═══ ИСХОДНЫЙ ТЕКСТ
Гробница святого чаще всего находилась в южной или юго-восточной части храма, вблизи иконостаса. На ее крышке имелось рельефное или живописное полнофигурное изображение святого. Рака по возможности должна была быть богато украшена. Если культ святого поддерживался светской властью, то его раку делали из серебра, а иногда даже из золота, украшали дорогими тканями и подвесными пеленами. Над крышкой раки устанавливали иконы самого святого, Христа, Богоматери, а иногда и целый иконостас. Обязательно перед ракой или иконами должны были находиться свечи и лампады. По заказу царей Федора Иоанновича и Бориса Годунова были изготовлены серебряные раки для мощей святых Петра митрополита Московского, Алексея митрополита Московского, Ионы митрополита Московского, Кирилла Белозерского, Пафнутия Боровского, Макария Калязинского и Василия Блаженного.
Значение реликвии не ограничивалось пространством храма. Носимые в разнообразных процессиях, они определяли расположение церквей и улиц, оказывая решающее влияние на сакральную топографию средневековых городов, которые в эти моменты обретали свой наивысший иконно-литургический смысл. Динамический аспект бытования святынь нашел отражение в древнерусской иконографии, зримо представившей многочисленные церковные празднования в честь обретения, перенесения и чудотворения реликвий.
В Средние века реликвии играли важнейшую роль в консолидации общества, именно вокруг них выстраивались государственно-политические концепции. Византийские императоры собирали в Константинополе реликвии Святой Земли, уподобляя свою столицу Новому Иерусалиму – избранному Граду второго пришествия Христа. Верными наследниками Византии были русские князья и цари, которые последовательно насыщали реликвиями «богохранимый град» Москву, отождествляя ее с «Третьим Римом» и «Вторым Иерусалимом». Собираемые в столице христианские святыни являлись зримым символом, подтверждавшим избранность русского народа и его высшее право на первенство в обретении «царства небесного».
══════
═══ ПРИВЕДЁННЫЕ МАТЕРИАЛЫ
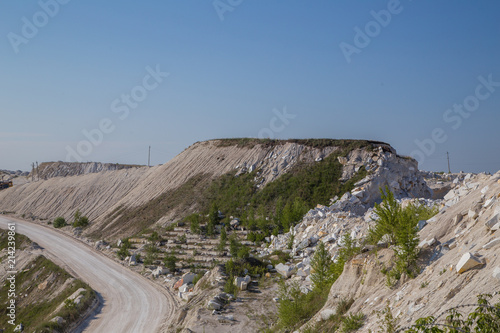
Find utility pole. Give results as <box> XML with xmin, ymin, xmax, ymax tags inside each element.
<box><xmin>148</xmin><ymin>146</ymin><xmax>151</xmax><ymax>167</ymax></box>
<box><xmin>446</xmin><ymin>152</ymin><xmax>451</xmax><ymax>173</ymax></box>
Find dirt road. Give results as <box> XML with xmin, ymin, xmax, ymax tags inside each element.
<box><xmin>0</xmin><ymin>217</ymin><xmax>175</xmax><ymax>333</ymax></box>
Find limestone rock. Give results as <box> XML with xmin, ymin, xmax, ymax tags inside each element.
<box><xmin>486</xmin><ymin>214</ymin><xmax>500</xmax><ymax>231</ymax></box>
<box><xmin>483</xmin><ymin>238</ymin><xmax>500</xmax><ymax>250</ymax></box>
<box><xmin>234</xmin><ymin>275</ymin><xmax>250</xmax><ymax>290</ymax></box>
<box><xmin>128</xmin><ymin>254</ymin><xmax>137</xmax><ymax>266</ymax></box>
<box><xmin>207</xmin><ymin>299</ymin><xmax>222</xmax><ymax>311</ymax></box>
<box><xmin>50</xmin><ymin>316</ymin><xmax>65</xmax><ymax>325</ymax></box>
<box><xmin>457</xmin><ymin>252</ymin><xmax>483</xmax><ymax>274</ymax></box>
<box><xmin>320</xmin><ymin>309</ymin><xmax>336</xmax><ymax>320</ymax></box>
<box><xmin>492</xmin><ymin>266</ymin><xmax>500</xmax><ymax>281</ymax></box>
<box><xmin>276</xmin><ymin>263</ymin><xmax>295</xmax><ymax>278</ymax></box>
<box><xmin>418</xmin><ymin>220</ymin><xmax>427</xmax><ymax>230</ymax></box>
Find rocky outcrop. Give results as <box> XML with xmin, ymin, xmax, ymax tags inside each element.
<box><xmin>28</xmin><ymin>161</ymin><xmax>142</xmax><ymax>179</ymax></box>
<box><xmin>0</xmin><ymin>140</ymin><xmax>410</xmax><ymax>238</ymax></box>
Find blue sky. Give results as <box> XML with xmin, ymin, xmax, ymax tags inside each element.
<box><xmin>0</xmin><ymin>0</ymin><xmax>500</xmax><ymax>172</ymax></box>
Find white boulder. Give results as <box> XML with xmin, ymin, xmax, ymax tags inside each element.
<box><xmin>457</xmin><ymin>252</ymin><xmax>483</xmax><ymax>274</ymax></box>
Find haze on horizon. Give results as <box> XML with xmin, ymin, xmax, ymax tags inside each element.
<box><xmin>0</xmin><ymin>0</ymin><xmax>500</xmax><ymax>173</ymax></box>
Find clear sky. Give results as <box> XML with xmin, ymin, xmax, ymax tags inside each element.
<box><xmin>0</xmin><ymin>0</ymin><xmax>500</xmax><ymax>172</ymax></box>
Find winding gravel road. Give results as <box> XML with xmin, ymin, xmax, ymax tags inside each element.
<box><xmin>0</xmin><ymin>217</ymin><xmax>176</xmax><ymax>333</ymax></box>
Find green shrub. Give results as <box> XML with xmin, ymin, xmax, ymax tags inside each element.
<box><xmin>52</xmin><ymin>216</ymin><xmax>67</xmax><ymax>228</ymax></box>
<box><xmin>404</xmin><ymin>294</ymin><xmax>500</xmax><ymax>333</ymax></box>
<box><xmin>368</xmin><ymin>187</ymin><xmax>437</xmax><ymax>285</ymax></box>
<box><xmin>311</xmin><ymin>242</ymin><xmax>333</xmax><ymax>290</ymax></box>
<box><xmin>187</xmin><ymin>214</ymin><xmax>200</xmax><ymax>234</ymax></box>
<box><xmin>148</xmin><ymin>231</ymin><xmax>161</xmax><ymax>242</ymax></box>
<box><xmin>278</xmin><ymin>281</ymin><xmax>328</xmax><ymax>332</ymax></box>
<box><xmin>116</xmin><ymin>238</ymin><xmax>132</xmax><ymax>260</ymax></box>
<box><xmin>163</xmin><ymin>253</ymin><xmax>178</xmax><ymax>273</ymax></box>
<box><xmin>342</xmin><ymin>312</ymin><xmax>365</xmax><ymax>333</ymax></box>
<box><xmin>73</xmin><ymin>209</ymin><xmax>89</xmax><ymax>228</ymax></box>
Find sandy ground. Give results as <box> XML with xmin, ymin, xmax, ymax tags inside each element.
<box><xmin>0</xmin><ymin>217</ymin><xmax>180</xmax><ymax>333</ymax></box>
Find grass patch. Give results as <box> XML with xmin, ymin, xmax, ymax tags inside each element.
<box><xmin>0</xmin><ymin>256</ymin><xmax>95</xmax><ymax>333</ymax></box>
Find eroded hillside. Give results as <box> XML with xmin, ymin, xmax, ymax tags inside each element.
<box><xmin>0</xmin><ymin>139</ymin><xmax>416</xmax><ymax>237</ymax></box>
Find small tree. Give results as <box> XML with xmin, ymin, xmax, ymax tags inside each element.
<box><xmin>163</xmin><ymin>253</ymin><xmax>177</xmax><ymax>273</ymax></box>
<box><xmin>116</xmin><ymin>238</ymin><xmax>132</xmax><ymax>260</ymax></box>
<box><xmin>188</xmin><ymin>214</ymin><xmax>200</xmax><ymax>234</ymax></box>
<box><xmin>53</xmin><ymin>216</ymin><xmax>67</xmax><ymax>228</ymax></box>
<box><xmin>148</xmin><ymin>231</ymin><xmax>161</xmax><ymax>242</ymax></box>
<box><xmin>369</xmin><ymin>186</ymin><xmax>401</xmax><ymax>244</ymax></box>
<box><xmin>144</xmin><ymin>244</ymin><xmax>160</xmax><ymax>265</ymax></box>
<box><xmin>73</xmin><ymin>209</ymin><xmax>89</xmax><ymax>228</ymax></box>
<box><xmin>217</xmin><ymin>227</ymin><xmax>227</xmax><ymax>253</ymax></box>
<box><xmin>229</xmin><ymin>234</ymin><xmax>241</xmax><ymax>258</ymax></box>
<box><xmin>311</xmin><ymin>242</ymin><xmax>332</xmax><ymax>290</ymax></box>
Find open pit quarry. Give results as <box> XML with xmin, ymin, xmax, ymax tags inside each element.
<box><xmin>0</xmin><ymin>139</ymin><xmax>500</xmax><ymax>332</ymax></box>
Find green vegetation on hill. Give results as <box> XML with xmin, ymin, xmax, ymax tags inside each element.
<box><xmin>368</xmin><ymin>187</ymin><xmax>438</xmax><ymax>285</ymax></box>
<box><xmin>216</xmin><ymin>138</ymin><xmax>382</xmax><ymax>148</ymax></box>
<box><xmin>101</xmin><ymin>138</ymin><xmax>375</xmax><ymax>238</ymax></box>
<box><xmin>0</xmin><ymin>256</ymin><xmax>95</xmax><ymax>333</ymax></box>
<box><xmin>97</xmin><ymin>174</ymin><xmax>209</xmax><ymax>238</ymax></box>
<box><xmin>204</xmin><ymin>142</ymin><xmax>367</xmax><ymax>234</ymax></box>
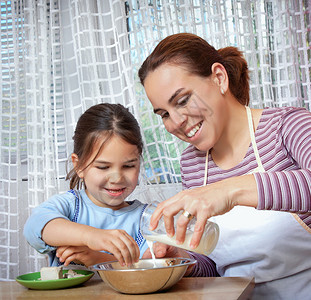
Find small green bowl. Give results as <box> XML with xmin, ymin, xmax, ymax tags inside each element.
<box><xmin>15</xmin><ymin>270</ymin><xmax>94</xmax><ymax>290</ymax></box>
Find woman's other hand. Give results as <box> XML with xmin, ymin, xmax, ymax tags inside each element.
<box><xmin>150</xmin><ymin>175</ymin><xmax>258</xmax><ymax>249</ymax></box>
══════
- ЗАДАНИЯ:
**A)** В какой части храма, согласно тексту о реликвиях, чаще всего располагалась гробница святого?
**B)** Продолжите текст о реликвиях с того места, на котором он заканчивается.
Материалы к выполнению заданий отношения не имеют.

- ОЖИДАЕМЫЕ ОТВЕТЫ:
**A)** В южной или юго-восточной части храма, вблизи иконостаса.

**B)**
Единение людей друг с другом происходило посредством общей молитвы. Эффективность этого действа зависит в большей мере от искренности чувств, с которыми человек приходит в храм, от искренности его молитвы, которая составляет основу любого богослужения. Если молитва аскета и его путь «духовного делания» сугубо индивидуальны и доступны лишь подвижникам, то церковная молитва – это молитва за всех, это коллективная устремленность людей к Богу, ощущающих себя некой целостностью перед лицом Высших Сил («миром Господу помолимся» − лейтмотив церковного богослужения). Однако соборность не снимает индивидуальной подготовленности человека к храмовой молитве, так как от нее во многом зависит эффективность культового действия.
Великим моментом православного общего моления является вынос Евангелия в так называемом малом выходе. Из Царских врат во второй части литургии – Литургии оглашенных (тех, кто готовится к крещению) − священник выносит Евангелие, которое символизирует самого Иисуса Христа, принесшего свет своего учения миру. Слово играет определяющую роль в православном литургическом действии, здесь следуют библейскому принципу: «В Начале было Слово, и Слово было у Бога, и Слово было Бог» (Евангелие от Иоанна, 1:1).
Определяющей характеристикой Евангелия в Древней Руси была богодухновенность, его воспринимали как живое Слово Божье. Древнерусские люди с почтением относились к книге святого Евангелия; его следовало брать в руки не иначе как с благоговением, с поникшею головою и после крестного знамения. От присущего христианству преклонения перед Библией как письменно фиксированным «Словом Божьим» идет культ книги. Истоки культ книг берет в античности. Принцип «обужения» букв, свойственный не одним славянам, подкреплялся сформулированной Платоном идеей, согласно которой «алфавит есть модель универсума» [1, с. 211].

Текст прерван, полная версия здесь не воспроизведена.